(SOURCE EXTRACT)

Context: Having a sense of security is vitally important to patients who have a limited life expectancy.
Objectives: We sought to identify the factors associated with patients' sense of security during the palliative care period.
Methods: We recruited 174 adult patients (65% of those eligible) from six palliative home care units. The relationship between the patients' sense of security during palliative care and individual factors was evaluated in a stepwise procedure using the generalized linear model (ordinal multinomial distribution and logit link).
Results: Respondents' ratings of their sense of security ranged from 1 (never) to 6 (always), with a mean value of 4.6 (SD 1.19). Patients with lower feelings of security experienced higher stress; more worry about personal finances; lower feelings of self-efficacy; a lower sense of security with the palliative care provided (lower ratings on subscales of care interaction); mastery; prevailed own identity; higher symptom intensity (especially depression, anxiety, and lack of well-being); lower health-related quality of life; lower attachment anxiety and avoidance; less support from family, relatives, and friends; lower comfort for those closest to them; and more often had gynecological cancer. Six variables (mastery, nervousness and stress, gynecological cancer, self-efficacy, worrying about personal finances, and avoidance) were selected in building the stepwise model.
Conclusion: These findings stress the importance of palliative care services in supporting dying patients' sense of security through symptom management with a wide scope and through supporting the patients' sense of mastery, identity, and perception of a secure care interaction and also through attention to the family members' situation.
Keywords: Sense of security; attachment; mastery; palliative; patient; quality of life; social support; stress.

(End SOURCE EXTRACT)

**PROBLEMS AND TASKS:**
1. Copy the passage of the palliative care abstract from "Conclusion: These findings" to "social support; stress.".
2. Summarize the palliative care abstract in two sentences.
3. According to the palliative care abstract, how many palliative home care units were the patients recruited from?
The items that follow come from a separate source, not from the palliative care abstract.

(THE DATA)

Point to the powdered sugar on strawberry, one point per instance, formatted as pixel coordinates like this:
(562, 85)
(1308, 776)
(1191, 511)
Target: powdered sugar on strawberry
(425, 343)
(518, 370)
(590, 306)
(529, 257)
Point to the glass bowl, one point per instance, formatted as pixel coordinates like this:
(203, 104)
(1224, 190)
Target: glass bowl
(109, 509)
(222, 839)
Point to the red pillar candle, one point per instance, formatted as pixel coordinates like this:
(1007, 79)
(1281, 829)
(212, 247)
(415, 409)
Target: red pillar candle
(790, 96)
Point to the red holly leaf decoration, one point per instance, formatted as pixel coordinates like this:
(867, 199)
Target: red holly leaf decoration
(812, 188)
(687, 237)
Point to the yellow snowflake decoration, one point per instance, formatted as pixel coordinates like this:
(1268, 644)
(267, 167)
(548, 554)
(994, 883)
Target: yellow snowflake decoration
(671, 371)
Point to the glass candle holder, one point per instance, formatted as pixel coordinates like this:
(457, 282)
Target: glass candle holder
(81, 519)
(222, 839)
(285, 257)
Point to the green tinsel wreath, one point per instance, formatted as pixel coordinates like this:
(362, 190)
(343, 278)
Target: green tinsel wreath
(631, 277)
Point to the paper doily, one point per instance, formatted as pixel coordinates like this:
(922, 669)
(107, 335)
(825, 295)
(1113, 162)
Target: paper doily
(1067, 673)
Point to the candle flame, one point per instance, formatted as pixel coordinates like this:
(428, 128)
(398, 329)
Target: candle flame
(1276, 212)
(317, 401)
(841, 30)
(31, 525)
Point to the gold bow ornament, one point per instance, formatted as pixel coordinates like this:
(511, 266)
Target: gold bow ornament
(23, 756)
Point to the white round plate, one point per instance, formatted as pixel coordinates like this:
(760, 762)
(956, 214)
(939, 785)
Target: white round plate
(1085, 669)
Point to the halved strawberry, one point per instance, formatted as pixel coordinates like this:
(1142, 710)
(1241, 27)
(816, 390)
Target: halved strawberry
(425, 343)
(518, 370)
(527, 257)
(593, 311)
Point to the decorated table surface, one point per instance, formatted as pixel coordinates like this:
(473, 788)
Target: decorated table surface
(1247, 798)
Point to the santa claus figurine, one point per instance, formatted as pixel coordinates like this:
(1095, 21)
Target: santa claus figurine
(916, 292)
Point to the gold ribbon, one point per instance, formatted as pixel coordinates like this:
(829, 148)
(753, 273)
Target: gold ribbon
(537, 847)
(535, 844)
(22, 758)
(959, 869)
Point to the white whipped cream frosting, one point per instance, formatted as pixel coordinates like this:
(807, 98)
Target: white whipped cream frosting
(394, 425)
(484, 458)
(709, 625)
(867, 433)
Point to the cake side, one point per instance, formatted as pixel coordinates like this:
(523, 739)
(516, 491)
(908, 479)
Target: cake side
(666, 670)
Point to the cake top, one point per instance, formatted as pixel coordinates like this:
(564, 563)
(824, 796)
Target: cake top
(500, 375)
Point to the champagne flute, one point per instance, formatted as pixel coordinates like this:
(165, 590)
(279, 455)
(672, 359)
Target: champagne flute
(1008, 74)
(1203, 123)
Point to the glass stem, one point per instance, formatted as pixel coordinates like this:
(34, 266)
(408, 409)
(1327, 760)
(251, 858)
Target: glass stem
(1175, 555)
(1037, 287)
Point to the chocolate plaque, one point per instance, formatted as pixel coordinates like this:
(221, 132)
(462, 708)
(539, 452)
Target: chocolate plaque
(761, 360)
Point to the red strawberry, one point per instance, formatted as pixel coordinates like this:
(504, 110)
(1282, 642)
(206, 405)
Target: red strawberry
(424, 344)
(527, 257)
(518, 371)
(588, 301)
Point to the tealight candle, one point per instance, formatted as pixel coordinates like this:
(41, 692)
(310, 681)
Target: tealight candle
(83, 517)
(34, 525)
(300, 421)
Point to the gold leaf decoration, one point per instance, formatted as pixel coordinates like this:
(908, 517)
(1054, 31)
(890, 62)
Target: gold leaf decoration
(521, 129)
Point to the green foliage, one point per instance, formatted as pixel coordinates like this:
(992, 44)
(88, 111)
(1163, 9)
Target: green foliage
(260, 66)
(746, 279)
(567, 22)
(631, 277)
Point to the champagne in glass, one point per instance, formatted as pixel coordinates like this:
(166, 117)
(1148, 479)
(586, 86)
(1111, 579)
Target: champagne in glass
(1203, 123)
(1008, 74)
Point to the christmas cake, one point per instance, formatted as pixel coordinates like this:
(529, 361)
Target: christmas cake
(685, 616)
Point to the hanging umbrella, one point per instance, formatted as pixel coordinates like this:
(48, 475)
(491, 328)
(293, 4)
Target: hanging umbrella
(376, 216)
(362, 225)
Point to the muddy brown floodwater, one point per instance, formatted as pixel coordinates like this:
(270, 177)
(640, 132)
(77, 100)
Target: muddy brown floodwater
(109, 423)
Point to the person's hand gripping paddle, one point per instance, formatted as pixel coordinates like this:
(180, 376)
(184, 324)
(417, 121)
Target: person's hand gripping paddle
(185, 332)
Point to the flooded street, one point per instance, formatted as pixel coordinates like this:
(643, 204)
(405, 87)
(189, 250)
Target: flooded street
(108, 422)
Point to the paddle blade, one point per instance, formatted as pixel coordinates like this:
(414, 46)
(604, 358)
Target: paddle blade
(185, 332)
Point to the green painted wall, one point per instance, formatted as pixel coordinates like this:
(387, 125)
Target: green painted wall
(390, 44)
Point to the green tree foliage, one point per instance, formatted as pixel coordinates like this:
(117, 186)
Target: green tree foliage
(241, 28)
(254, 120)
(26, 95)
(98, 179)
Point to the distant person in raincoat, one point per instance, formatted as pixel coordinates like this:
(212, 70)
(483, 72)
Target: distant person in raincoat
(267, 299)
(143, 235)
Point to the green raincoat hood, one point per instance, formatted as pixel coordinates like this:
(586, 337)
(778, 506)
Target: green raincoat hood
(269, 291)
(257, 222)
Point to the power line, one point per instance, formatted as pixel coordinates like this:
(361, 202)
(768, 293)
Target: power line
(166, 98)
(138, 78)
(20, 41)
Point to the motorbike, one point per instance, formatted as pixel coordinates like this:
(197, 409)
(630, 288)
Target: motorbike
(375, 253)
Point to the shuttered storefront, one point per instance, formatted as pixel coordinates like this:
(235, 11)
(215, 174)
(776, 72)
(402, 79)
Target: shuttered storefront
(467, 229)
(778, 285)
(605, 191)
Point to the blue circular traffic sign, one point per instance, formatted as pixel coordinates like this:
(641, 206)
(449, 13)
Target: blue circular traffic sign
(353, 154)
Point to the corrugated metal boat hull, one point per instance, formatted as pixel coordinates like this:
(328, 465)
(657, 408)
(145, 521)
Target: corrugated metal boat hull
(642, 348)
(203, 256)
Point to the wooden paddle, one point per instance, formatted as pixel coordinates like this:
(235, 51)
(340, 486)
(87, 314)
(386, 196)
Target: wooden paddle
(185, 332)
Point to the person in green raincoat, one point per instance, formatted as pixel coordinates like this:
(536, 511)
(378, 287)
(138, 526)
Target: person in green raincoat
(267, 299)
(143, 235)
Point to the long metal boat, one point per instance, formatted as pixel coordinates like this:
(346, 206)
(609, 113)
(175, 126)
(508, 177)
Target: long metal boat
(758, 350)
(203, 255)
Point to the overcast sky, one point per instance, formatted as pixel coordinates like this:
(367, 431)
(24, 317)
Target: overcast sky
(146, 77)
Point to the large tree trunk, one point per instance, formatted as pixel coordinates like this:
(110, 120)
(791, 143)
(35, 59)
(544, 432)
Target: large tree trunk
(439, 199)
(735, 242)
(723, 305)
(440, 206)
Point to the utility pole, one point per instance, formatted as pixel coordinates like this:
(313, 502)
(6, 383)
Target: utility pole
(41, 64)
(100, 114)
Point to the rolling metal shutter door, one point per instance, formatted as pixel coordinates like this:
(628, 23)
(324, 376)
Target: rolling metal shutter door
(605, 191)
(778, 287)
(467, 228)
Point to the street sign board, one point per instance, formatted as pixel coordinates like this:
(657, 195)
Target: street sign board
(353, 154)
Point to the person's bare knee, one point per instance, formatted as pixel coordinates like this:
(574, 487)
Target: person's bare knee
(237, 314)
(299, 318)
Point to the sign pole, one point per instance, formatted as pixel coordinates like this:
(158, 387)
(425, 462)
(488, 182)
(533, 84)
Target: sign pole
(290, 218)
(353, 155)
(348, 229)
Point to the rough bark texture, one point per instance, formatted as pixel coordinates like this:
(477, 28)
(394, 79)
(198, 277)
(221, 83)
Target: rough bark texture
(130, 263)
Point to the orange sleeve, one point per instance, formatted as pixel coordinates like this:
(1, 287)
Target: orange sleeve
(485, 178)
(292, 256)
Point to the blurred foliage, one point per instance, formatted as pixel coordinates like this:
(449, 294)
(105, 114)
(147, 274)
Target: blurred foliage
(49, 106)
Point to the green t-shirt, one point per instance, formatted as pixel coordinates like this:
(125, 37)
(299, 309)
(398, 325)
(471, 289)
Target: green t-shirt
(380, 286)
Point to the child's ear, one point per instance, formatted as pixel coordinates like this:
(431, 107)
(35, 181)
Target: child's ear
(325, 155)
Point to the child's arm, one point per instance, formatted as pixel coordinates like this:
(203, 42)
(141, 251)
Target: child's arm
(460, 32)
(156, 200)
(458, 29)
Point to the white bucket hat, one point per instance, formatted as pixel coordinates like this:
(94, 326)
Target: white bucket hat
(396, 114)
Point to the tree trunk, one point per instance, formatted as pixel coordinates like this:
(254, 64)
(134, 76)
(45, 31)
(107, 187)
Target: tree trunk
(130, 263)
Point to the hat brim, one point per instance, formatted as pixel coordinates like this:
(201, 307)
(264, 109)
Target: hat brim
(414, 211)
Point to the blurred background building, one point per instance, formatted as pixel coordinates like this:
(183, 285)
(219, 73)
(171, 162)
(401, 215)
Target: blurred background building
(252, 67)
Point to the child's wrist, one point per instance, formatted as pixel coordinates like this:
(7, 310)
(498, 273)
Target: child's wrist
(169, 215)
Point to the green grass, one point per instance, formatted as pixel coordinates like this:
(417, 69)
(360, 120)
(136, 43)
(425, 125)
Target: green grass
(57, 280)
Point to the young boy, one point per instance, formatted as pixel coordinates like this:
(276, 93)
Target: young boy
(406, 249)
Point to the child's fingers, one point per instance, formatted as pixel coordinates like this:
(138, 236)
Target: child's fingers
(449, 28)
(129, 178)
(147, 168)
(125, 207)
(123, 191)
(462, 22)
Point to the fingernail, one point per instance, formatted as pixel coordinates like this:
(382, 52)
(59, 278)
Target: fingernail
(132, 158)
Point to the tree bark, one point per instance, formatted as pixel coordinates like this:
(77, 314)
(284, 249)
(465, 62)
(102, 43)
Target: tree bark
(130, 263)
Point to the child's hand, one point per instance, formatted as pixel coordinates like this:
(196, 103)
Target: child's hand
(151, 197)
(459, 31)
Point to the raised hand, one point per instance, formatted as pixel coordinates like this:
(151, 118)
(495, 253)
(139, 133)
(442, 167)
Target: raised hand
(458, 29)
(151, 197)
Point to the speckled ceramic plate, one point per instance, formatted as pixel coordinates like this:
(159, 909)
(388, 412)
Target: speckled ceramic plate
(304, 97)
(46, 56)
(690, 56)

(End THE DATA)

**ANSWERS BELOW:**
1.
Conclusion: These findings stress the importance of palliative care services in supporting dying patients' sense of security through symptom management with a wide scope and through supporting the patients' sense of mastery, identity, and perception of a secure care interaction and also through attention to the family members' situation.
Keywords: Sense of security; attachment; mastery; palliative; patient; quality of life; social support; stress.

2. A study of 174 adult patients from six palliative home care units sought to identify the factors associated with patients' sense of security during palliative care, and respondents rated their security at a mean of 4.6 on a scale from 1 (never) to 6 (always). Lower security went with factors such as higher stress, more worry about personal finances, lower self-efficacy and mastery, and higher symptom intensity, so the authors conclude that palliative care services should support security through wide-ranging symptom management, the patients' mastery and identity, a secure care interaction, and attention to family members.

3. Six palliative home care units.